→ Task directions: Can you carry on the interview about research impact at the University of Alberta, picking up right after its last sentence?

→ Source document:
===============
The University of Alberta is home to many established and emerging researchers. The Library’s Research Impact Team offers services to convey the impact of the University of Alberta’s researchers.
I sat down (virtually) with my long time colleague, Engineering Librarian and member of the Library’s Research Impact Team Alison Henry, to talk and learn more about Research Impact at the University of Alberta.
What is research impact?
Traditionally research impact has been used to refer strictly to academic publication counts and looking at the impact factor of journals and the citation counts of articles. Those types of easily countable things only consider one audience — the scholarly audience for this work. The true impact of research goes beyond the academic audience. I think the goal of researchers is to have their research go beyond that audience; to learn more about and improve the world around us. So, we should consider not only that academic impact, but also social and economic impact.
===============
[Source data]

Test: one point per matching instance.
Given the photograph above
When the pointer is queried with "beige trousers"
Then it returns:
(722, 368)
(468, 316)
===============
→ Response:
This can look different in different fields of research. Perhaps for medicine an important indicator for research would be a change in clinical practice guidelines adopted by one of the medical societies. Maybe you would want to look at the number of inventions being patented by an engineering group; or, contributions to public policy made by researchers in sociology or economics; or changes in learning environments implemented by educators applying research that has been done in the Faculty of Education. There are lots of different ways that the research that has been done at a University can have an impact beyond the walls of that institution. It’s really important to take into account these broader types of impact, but it’s hard to do.
Why would research impact be important to the University of Alberta?
Research impact assessments end up being used for lots of decision making: hiring decisions, awarding of merit increments, deciding who gets promoted, who gets an award, who receives research funding. Impact of your previous work comes into play in a lot of these decisions and this happens both within the university and outside the university with funding agencies. So, it is important that these assessments are rigorous and that people have trust in the way in which they are being assessed. It’s also really important that they consider the full range of impact — academic, social and economic.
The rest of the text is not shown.